**Aim of the exercise**
Rewrite the lines of every entry below, substituting "Provide the bounding box" for "Give the bounding box" and changing nothing else. Leave the pictures out of your answer.

Items from a labeling collection:
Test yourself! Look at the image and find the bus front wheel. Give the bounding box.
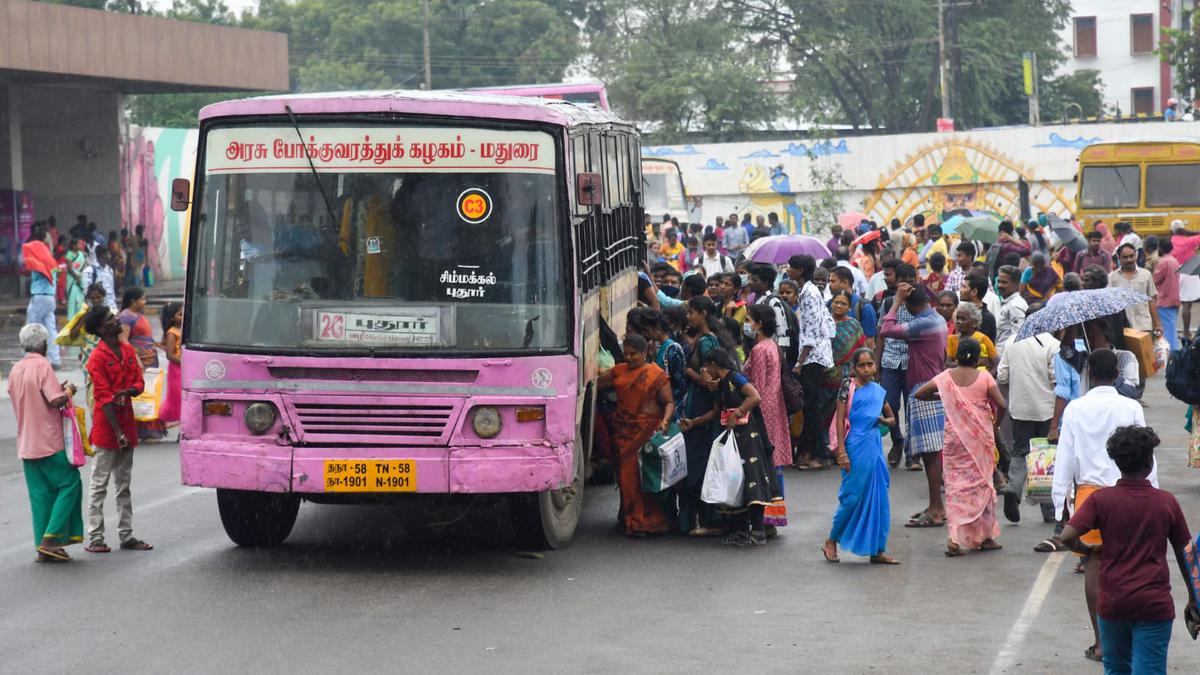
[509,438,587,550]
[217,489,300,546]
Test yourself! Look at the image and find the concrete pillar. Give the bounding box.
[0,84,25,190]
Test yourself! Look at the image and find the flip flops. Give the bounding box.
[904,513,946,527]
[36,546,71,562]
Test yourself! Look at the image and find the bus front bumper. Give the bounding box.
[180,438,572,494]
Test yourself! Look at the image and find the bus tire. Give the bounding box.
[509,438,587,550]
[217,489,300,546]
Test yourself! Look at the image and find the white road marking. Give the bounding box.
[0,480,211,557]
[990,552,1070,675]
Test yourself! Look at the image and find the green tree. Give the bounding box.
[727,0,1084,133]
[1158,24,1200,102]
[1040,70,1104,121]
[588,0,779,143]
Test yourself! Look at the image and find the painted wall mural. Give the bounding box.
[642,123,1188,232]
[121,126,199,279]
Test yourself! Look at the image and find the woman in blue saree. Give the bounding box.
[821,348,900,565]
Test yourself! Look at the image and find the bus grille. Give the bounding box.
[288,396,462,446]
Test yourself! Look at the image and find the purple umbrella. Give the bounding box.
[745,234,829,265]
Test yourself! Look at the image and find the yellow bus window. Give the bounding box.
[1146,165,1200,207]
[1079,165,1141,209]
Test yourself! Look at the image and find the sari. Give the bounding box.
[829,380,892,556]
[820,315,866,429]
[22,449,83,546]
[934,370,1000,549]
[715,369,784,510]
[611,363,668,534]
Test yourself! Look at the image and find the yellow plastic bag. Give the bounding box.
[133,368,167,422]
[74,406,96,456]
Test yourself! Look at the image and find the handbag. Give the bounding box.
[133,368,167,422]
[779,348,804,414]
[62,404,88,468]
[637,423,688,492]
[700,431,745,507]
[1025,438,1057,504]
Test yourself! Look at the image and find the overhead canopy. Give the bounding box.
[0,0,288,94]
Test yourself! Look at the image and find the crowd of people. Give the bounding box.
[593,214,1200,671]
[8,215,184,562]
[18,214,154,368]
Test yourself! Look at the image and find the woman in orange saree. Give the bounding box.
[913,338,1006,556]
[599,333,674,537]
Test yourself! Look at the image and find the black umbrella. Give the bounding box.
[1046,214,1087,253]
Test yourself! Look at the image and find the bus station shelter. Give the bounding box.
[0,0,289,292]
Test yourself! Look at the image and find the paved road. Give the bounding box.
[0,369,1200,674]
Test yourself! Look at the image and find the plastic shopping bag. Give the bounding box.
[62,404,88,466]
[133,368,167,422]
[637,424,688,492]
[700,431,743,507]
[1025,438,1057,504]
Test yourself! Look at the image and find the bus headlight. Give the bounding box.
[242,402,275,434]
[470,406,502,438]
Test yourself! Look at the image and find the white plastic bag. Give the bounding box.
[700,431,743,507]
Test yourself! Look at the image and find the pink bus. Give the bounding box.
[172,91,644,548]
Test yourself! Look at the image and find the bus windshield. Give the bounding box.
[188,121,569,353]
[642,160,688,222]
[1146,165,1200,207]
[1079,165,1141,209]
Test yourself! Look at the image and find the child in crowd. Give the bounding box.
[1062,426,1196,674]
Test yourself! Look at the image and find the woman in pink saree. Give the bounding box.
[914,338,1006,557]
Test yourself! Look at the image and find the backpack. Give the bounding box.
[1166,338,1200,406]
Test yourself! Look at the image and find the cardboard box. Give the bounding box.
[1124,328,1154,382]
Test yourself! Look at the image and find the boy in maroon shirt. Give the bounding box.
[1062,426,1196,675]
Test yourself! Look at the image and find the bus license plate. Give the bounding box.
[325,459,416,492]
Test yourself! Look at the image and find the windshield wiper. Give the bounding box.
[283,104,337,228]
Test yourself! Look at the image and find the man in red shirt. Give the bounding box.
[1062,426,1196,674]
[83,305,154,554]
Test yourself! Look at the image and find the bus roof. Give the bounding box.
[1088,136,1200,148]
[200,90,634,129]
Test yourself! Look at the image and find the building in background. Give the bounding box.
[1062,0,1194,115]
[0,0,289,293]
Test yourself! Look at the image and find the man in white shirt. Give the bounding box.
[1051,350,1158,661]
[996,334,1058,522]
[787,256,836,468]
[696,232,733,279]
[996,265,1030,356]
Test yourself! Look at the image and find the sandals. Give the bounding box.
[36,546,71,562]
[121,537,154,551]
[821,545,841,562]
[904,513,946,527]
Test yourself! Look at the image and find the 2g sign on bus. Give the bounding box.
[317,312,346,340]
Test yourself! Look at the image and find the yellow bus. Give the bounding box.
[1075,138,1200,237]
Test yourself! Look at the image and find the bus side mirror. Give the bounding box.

**Solution to the exercise**
Test yourself! Look at the image and find the bus front wheel. Provide the bounding box.
[509,438,587,550]
[217,489,300,546]
Test yourself! Look at the image and find the concrete pillar. Provide the bounding box.
[0,84,25,190]
Test yourself! Look at the image and find the flip flops. Provide the bounding box.
[904,513,946,527]
[36,546,71,562]
Test yourself! Look at the image and find the bus front bumper. Provide the bounding box.
[180,438,572,494]
Test yourself! Look at the image and find the bus tire. Provide the bounding box.
[509,438,587,550]
[217,489,300,546]
Test yourself! Look at the image and find the white road marking. Provide the bounding box.
[0,480,211,557]
[990,552,1070,675]
Test yourself! Look at the image and find the green tree. Provide the bounding box.
[727,0,1084,133]
[1158,24,1200,102]
[1040,70,1104,121]
[588,0,779,143]
Test yourself! Look at the image and find the painted wall mural. Provide the bounding box.
[642,123,1188,232]
[121,126,199,279]
Test yourself! Look at the image and find the woman in blue saree. Provide the bounding box.
[821,348,900,565]
Test yourself! Look at the image and find the bus grille. Provide the bounding box.
[288,396,462,446]
Test yourself! Look at the image and find the purple umbrella. Provide the bounding box.
[745,234,829,265]
Test yourself! Look at the image and find the yellow bus window. Provide the bounding box.
[1146,165,1200,207]
[1079,165,1141,209]
Test yourself! Look at the image and find the sari. Provide the bounding box.
[829,380,892,556]
[820,315,866,429]
[22,449,83,546]
[934,370,1000,549]
[715,369,784,510]
[611,363,668,534]
Test yourself! Look at the image and find the yellow plastic bag. Provide the bounding box.
[133,368,167,422]
[74,406,96,456]
Test yourself! Look at the image and find the handbag. Provide the bounding box.
[133,368,167,422]
[779,348,804,414]
[62,404,88,468]
[637,423,688,492]
[700,431,745,507]
[1025,438,1057,504]
Test yourself! Look at the image and find the overhead canopy. Provide the bounding box.
[0,0,288,94]
Test yourself! Look at the image and find the crowd of people. Provide the bounding box.
[593,214,1200,671]
[8,215,184,562]
[18,214,154,368]
Test yourself! Look at the image and find the woman in orange saree. Provide the bounding box.
[913,338,1006,556]
[599,333,674,537]
Test yourself! Look at the image and find the black umbrella. Provide the bounding box.
[1046,214,1087,253]
Test yourself! Look at the image and find the bus station shelter. Provide the bounding box.
[0,0,289,292]
Test yourself! Look at the image and find the paved road. Provide the bounding box.
[0,369,1200,674]
Test yourself! Look at the image and find the plastic shopping bag. Provide the bounding box.
[62,404,88,466]
[133,368,167,422]
[637,424,688,492]
[700,431,743,507]
[1025,438,1057,504]
Test yourself! Look at the image and find the bus headlight. Provide the bounding box.
[242,402,275,434]
[470,406,502,438]
Test yourself! Look at the image and find the white plastic bag. Provide the bounding box.
[700,431,743,507]
Test yourself! Look at the image and find the pink bus. Provide the bounding box.
[172,91,644,548]
Test yourself! Look at the image and find the bus windshield. Provide the bounding box.
[188,121,569,353]
[642,160,688,222]
[1146,165,1200,207]
[1079,165,1141,209]
Test yourself! Look at the image and find the child in crowd. Provide the bounding box.
[1062,426,1196,674]
Test yourself! Look at the image and find the woman in pink saree. Provide the bounding box.
[914,338,1006,557]
Test yourself! Look at the image and find the backpack. Provide the bounding box.
[1166,338,1200,406]
Test yourself! Look at the image and find the cardboard box. Provide the bounding box.
[1124,328,1154,382]
Test yourself! Look at the image and find the boy in maroon shirt. Provide the bounding box.
[1062,426,1196,675]
Test yourself! Look at the image and find the bus license plate. Provide the bounding box.
[325,459,416,492]
Test yourself! Look at the image and find the windshield wiper. Provide the bounding box.
[283,104,337,228]
Test yourself! Look at the image and find the man in red shirt. Provide the bounding box.
[1062,426,1196,674]
[83,305,154,554]
Test yourself! Look at the image and find the bus roof. Provide the bounding box.
[1088,136,1200,148]
[200,90,634,129]
Test yourself! Look at the image and find the building in background. Provide the bounding box.
[1062,0,1194,115]
[0,0,289,293]
Test yourself! Look at the image and find the man in white shirt. Provide the bounding box.
[1051,350,1158,661]
[996,334,1058,522]
[787,256,836,468]
[696,232,733,279]
[996,265,1030,356]
Test yourself! Look at the image and find the sandals. Provide the bounding box.
[36,546,71,562]
[121,537,154,551]
[821,545,841,562]
[904,513,946,527]
Test yourself! Look at the image and find the 2g sign on bus. Provide the bounding box.
[317,312,346,340]
Test yourself! Look at the image and find the yellow bus. Provide the bounding box.
[1075,138,1200,237]
Test yourself! Look at the image and find the bus side mirror. Provide the bounding box.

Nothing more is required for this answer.